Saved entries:
BEGIN
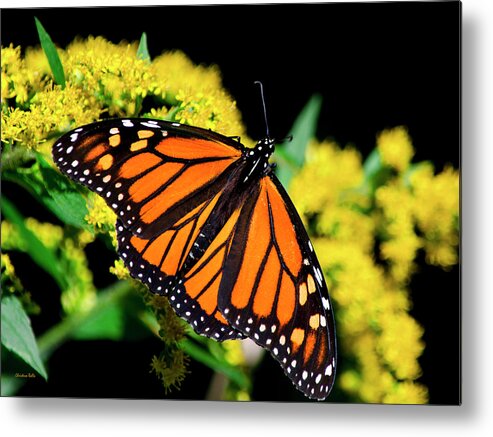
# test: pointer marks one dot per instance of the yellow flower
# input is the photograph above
(395, 147)
(327, 177)
(406, 393)
(436, 213)
(198, 94)
(18, 80)
(374, 326)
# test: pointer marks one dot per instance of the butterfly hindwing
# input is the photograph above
(274, 292)
(205, 222)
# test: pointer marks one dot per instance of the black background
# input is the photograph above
(376, 65)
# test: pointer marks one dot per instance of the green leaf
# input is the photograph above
(40, 254)
(18, 336)
(56, 192)
(117, 321)
(61, 198)
(292, 155)
(107, 324)
(51, 54)
(143, 51)
(203, 356)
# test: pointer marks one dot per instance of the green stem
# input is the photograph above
(58, 334)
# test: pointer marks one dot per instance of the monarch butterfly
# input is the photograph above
(204, 221)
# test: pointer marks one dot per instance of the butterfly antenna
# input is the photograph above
(263, 104)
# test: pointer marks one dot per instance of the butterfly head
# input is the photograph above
(258, 159)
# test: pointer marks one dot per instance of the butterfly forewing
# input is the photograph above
(149, 172)
(205, 222)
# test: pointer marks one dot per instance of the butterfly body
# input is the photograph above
(204, 221)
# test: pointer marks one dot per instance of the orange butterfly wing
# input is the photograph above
(274, 292)
(167, 191)
(207, 224)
END
Could the lines from the first entry through the line that contains "the green leaf" be copied exactly, with all pictures left out?

Response box:
# test: pointer marks one dot per instance of the yellow flower
# input is the photograph above
(395, 147)
(327, 177)
(406, 393)
(436, 213)
(198, 94)
(18, 80)
(374, 326)
# test: pointer marks one dot per instance of the butterfly hindwing
# input is the photograph above
(274, 292)
(205, 222)
# test: pointer marks one dot per instance of the black background
# input is the photograph above
(376, 65)
# test: pointer marks one dot per instance of the green leaf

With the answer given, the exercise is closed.